** Start **
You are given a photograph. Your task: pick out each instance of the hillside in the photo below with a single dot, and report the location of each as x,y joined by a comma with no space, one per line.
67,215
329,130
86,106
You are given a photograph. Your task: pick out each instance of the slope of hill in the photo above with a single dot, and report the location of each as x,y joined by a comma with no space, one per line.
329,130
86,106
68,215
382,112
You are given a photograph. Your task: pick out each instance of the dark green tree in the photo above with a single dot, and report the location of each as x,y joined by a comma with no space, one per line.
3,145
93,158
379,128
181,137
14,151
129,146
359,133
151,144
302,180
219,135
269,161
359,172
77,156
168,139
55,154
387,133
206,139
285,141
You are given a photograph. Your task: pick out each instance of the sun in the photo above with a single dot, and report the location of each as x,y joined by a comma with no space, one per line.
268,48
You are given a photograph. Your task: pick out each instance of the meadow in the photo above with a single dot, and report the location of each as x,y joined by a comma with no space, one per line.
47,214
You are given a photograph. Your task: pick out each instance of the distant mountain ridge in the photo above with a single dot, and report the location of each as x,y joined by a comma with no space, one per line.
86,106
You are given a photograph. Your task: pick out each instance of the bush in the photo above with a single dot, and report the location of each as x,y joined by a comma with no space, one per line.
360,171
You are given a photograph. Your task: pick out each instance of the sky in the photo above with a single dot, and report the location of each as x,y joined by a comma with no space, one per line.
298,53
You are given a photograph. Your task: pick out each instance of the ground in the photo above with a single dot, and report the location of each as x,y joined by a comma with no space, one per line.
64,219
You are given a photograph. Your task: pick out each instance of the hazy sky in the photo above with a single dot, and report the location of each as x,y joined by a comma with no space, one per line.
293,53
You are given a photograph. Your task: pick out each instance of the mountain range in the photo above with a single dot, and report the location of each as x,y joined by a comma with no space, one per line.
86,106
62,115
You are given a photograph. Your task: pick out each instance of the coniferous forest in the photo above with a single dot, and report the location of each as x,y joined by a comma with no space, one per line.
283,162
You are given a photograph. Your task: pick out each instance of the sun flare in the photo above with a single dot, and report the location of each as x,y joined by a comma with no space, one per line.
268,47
** End **
[AIM OF THE TASK]: Copy every line of the listing above, word for word and in the same order.

[ANSWER]:
You are given a photograph. Your task: pick out each instance of the hillside in the photo below with a single dot, and report the location of each as x,y joined by a comma with no space, one per line.
67,215
329,130
86,106
You are given a photograph. Your task: pick out each instance of the slope of hill in the photo above with a single dot, and report the location of each as x,y joined by a comma with no space, one per line.
329,130
86,106
68,215
382,112
You are given a photograph. Your task: pick out each instance of the dark green tree in the photo above with a single dot, and report the location of each as x,y joined by a comma with no space, one per line.
3,145
93,158
379,128
181,137
14,151
129,146
359,133
151,144
302,180
219,135
269,161
359,172
77,156
168,139
55,154
387,133
206,139
285,141
You are given a photograph. Your task: pick out each instance of the sun in the photo above with a single dot, and report the location of each as x,y joined by a comma with no space, one per line.
268,48
You are given a photograph. Your task: pick out each instance of the meadow in the photo above with a single dot, and report the location of each as x,y joined by a comma with no space, one per line.
47,214
You are given a photograph. Your task: pick out each instance of the distant mountain ridge in the photo above with a single dot, and report the location of each as x,y joined by a comma with no space, one per line.
86,106
You are given a photograph. Your task: pick out each instance of the bush in the photo above with a single dot, and report the location of each as x,y joined by a comma with no space, one per line.
360,171
You are given a photograph. Your task: pick out each instance of the sky in the photo above with a single dot, and report the location of each as x,y joined by a comma with no space, one per line.
298,53
You are given a photograph. Your task: pick out each instance of the ground in the photo above with a single dot, and report the location of each as x,y joined by a comma with no space, one per line.
64,219
You are given a photograph. Your task: pick out each instance of the hazy sky in the photo above with a single dot, and report the location of each as x,y joined by a comma with no space, one per line.
293,53
You are given a photograph. Your task: pick out each instance of the mountain range in the photo above with a single dot, and report the location of each as x,y joined by a comma with no space, one per line.
86,106
62,115
You are given a photograph. Your task: pick out each instance of the coniferous forest in the photo above with a single dot, and report the location of each as x,y joined by a comma with no space, one per line.
283,162
You are given a photograph. Your task: pick out each instance of the sun flare in the photo above with a single dot, and report the location of each as x,y joined by a comma with no space, one per line.
268,47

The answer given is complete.